» **Trecho original**:
══════════════════════════════

Também na história da igreja houve homens que tentaram alcançar a paz por meio de autoflagelação, celibato, clausura, e outras práticas ascéticas. Hoje ainda há pessoas que vivem como se vida cristã não fosse compatível com a paz, mas com desesperança; outros acreditam que a paz deve ser encontrada por meio de um retiro de fim-de-semana num lugar afastado. Vejamos onde o cristão encontra a paz verdadeira.

I. Certeza de paz com Deus

Nos quatro primeiros capítulos de sua epístola aos Romanos, Paulo expõe como o evangelho responde a todas as grandes questões da vida; ali ele dá todas as informações necessárias para que alguém passe da morte para a vida. Assim, de agora em diante, ele passará a nos falar como se já tivéssemos recebido a salvação em Cristo.
Vemos esta mudança claramente no início desta seção: “Justificados, pois, mediante a fé, temos paz com Deus” (Rm 5.1). O apóstolo usa o tempo passado (“justificados”) para descrever nossa justificação a partir da obra que Cristo consumou há quase vinte séculos, e baseada no momento em que aceitamos o fato de que esta obra foi em nosso favor – seja cinco minutos ou cinqüenta anos atrás. Em seguida, ele usa o tempo presente para afirmar a realidade de que “temos paz com Deus”, ou seja, já estamos numa condição diferente diante de Deus. A paz com Deus é um aspecto presente da nossa salvação.
Uma faceta bastante enfatizada desta paz em nossos dias é a psicológica: podemos desfrutar de paz em nosso coração, em nossas consciências, já que nossa dívida foi paga por Jesus na cruz. De fato, a consciência tranqüila de quem sabe que foi perdoado é uma dádiva inestimável para quem deseje viver em paz. Mas o mais importante é que Deus está em paz conosco. Esse é o lado objetivo, Deus realmente estava irado contra nós pelo nosso pecado, e agora essa ira foi retirada, pois ele mesmo nos declarou justos.
Desde a expulsão de nossos primeiros pais do paraíso, cada ser humano nasce debaixo da ira de Deus pelo pecado que habita em sua natureza caída. Não é possível exagerar o horror do pecado diante daquele que é três vezes santo (Ap 4.8), e por isso Paulo descreve a situação da humanidade em geral como “mortos” em delitos e pecados, “filhos da desobediência” e, “por natureza, filhos da ira” (Ef 2.1-3). Em uma palavra, todo ser humano vive como um “inimigo” de Deus (Rm 5.10), gritando por independência daquele que o sustenta, em guerra aberta contra seu próprio criador. Quando pensamos em pecado apenas como alguns atos reprováveis que certas pessoas “malvadas” praticam, perdemos de vista a verdadeira dimensão de nosso estado de rebelião contra Deus – e deixamos de perceber a paz que Cristo conquistou para nós. É somente porque a nossa culpa real foi removida de diante de Deus que podemos voltar àquele propósito original e àquele relacionamento com Deus para o qual fomos criados; é isso que traz paz verdadeira aos nossos corações – o perdão verdadeiro de nossos pecados.

══════════════════════════════

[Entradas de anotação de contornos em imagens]
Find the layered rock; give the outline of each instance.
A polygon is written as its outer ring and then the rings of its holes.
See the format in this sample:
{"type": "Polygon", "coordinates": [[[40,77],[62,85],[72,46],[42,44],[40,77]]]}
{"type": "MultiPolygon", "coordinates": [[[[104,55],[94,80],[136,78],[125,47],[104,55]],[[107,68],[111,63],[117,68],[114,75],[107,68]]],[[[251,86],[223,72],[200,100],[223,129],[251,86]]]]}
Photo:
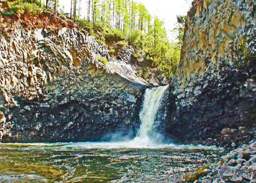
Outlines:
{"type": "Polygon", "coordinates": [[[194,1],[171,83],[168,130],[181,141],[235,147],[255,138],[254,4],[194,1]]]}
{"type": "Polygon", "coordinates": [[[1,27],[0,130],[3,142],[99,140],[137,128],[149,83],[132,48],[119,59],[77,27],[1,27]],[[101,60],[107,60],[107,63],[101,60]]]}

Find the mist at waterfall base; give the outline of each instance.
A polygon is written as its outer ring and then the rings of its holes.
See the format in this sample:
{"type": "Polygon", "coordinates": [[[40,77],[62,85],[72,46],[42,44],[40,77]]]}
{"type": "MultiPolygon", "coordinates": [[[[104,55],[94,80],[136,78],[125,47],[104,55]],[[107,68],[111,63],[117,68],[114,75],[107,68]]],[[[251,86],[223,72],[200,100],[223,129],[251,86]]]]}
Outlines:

══════════════════════════════

» **Tarefas propostas**:
1. Resuma o trecho em duas frases.
2. Reproduza palavra por palavra a parte do trecho que começa com as palavras "Também na história" e termina com "a paz verdadeira.".

» **As respostas**:
1. Segundo o trecho, quem foi justificado pela fé já tem paz com Deus, e essa paz é um aspecto presente da salvação. Além da consciência tranquila de quem sabe que foi perdoado, o mais importante é que a ira de Deus contra o pecado foi retirada, pois ele mesmo nos declarou justos.

2.
Também na história da igreja houve homens que tentaram alcançar a paz por meio de autoflagelação, celibato, clausura, e outras práticas ascéticas. Hoje ainda há pessoas que vivem como se vida cristã não fosse compatível com a paz, mas com desesperança; outros acreditam que a paz deve ser encontrada por meio de um retiro de fim-de-semana num lugar afastado. Vejamos onde o cristão encontra a paz verdadeira.